Action item: I'd like every record given again exactly, please.
::::
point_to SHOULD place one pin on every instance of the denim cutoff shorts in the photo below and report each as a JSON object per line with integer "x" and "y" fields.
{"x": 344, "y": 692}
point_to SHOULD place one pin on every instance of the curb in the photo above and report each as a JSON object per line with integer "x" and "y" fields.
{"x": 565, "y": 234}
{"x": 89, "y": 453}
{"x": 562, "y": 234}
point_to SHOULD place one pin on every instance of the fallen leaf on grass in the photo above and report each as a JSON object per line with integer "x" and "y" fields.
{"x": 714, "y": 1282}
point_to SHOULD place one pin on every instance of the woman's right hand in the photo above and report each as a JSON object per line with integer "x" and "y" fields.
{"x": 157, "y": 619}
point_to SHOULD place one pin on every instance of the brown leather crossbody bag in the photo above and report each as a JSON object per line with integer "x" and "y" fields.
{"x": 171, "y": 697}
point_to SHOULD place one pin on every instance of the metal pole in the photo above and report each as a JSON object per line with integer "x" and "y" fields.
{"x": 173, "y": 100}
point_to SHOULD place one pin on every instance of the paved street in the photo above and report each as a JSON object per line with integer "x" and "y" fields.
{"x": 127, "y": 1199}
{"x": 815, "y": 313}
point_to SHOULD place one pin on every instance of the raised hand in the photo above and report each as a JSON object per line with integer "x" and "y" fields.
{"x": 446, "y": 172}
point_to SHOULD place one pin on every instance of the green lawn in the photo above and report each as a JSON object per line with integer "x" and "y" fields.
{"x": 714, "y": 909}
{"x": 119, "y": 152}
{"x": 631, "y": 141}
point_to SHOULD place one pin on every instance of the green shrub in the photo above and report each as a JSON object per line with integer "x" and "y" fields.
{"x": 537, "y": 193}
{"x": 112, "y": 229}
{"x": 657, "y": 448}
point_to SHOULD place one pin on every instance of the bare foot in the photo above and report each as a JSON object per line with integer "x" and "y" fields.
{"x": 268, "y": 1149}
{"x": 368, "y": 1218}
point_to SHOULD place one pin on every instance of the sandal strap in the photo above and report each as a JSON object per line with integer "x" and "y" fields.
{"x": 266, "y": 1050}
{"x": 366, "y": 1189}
::::
Written answer:
point_to SHOULD place one pin on every instance of the denim cutoff shorts in the photo below and report each as a JSON object per line with integer "x" and "y" fields.
{"x": 344, "y": 692}
point_to SHOULD place one pin on every instance of the curb in the photo above and report each as a JSON object per line with integer "x" and "y" fields.
{"x": 565, "y": 234}
{"x": 89, "y": 453}
{"x": 562, "y": 234}
point_to SHOULD place one pin on every instance of the fallen leaf on grass in the photo above and report each as a JSON object per line with integer "x" and "y" fields.
{"x": 714, "y": 1282}
point_to SHOULD place one pin on every instance of the woman's right hand in the photo above and report each as a JSON object per line with integer "x" and "y" fields.
{"x": 157, "y": 619}
point_to SHOULD place one pin on every instance of the brown leather crossbody bag in the photo above and report each as a JSON object per line with integer "x" and "y" fields.
{"x": 171, "y": 697}
point_to SHOULD place one pin on every instance of the metal pole in the photo above and report each as a JSON object per line with integer "x" and "y" fields.
{"x": 173, "y": 100}
point_to SHOULD place one pin on every instance of the paved street in the photo above and report each as a JSON object per line with integer "x" and "y" fields.
{"x": 127, "y": 1199}
{"x": 815, "y": 313}
point_to SHOULD place one pin on every instance of the raised hand in the photo above and report each as a JSON object per line with integer "x" and "y" fields.
{"x": 446, "y": 172}
point_to SHOULD place one pin on every instance of the green lawn in the photo above and report each as a JSON object per line with integer "x" and "y" fields.
{"x": 714, "y": 909}
{"x": 119, "y": 152}
{"x": 631, "y": 141}
point_to SHOULD place one pin on every instance of the green shrub in the photo above and report each as a JSON object per line with integer "x" and "y" fields.
{"x": 537, "y": 193}
{"x": 112, "y": 229}
{"x": 657, "y": 448}
point_to SHOULD place one pin on every instance of the bare foot in the photo above and report each as a JSON object per line with integer "x" and "y" fields.
{"x": 268, "y": 1149}
{"x": 368, "y": 1218}
point_to SHOULD place one pin on every instance of the sandal strap in the photo above and report each as a JSON object per line with integer "x" and "y" fields.
{"x": 266, "y": 1050}
{"x": 366, "y": 1189}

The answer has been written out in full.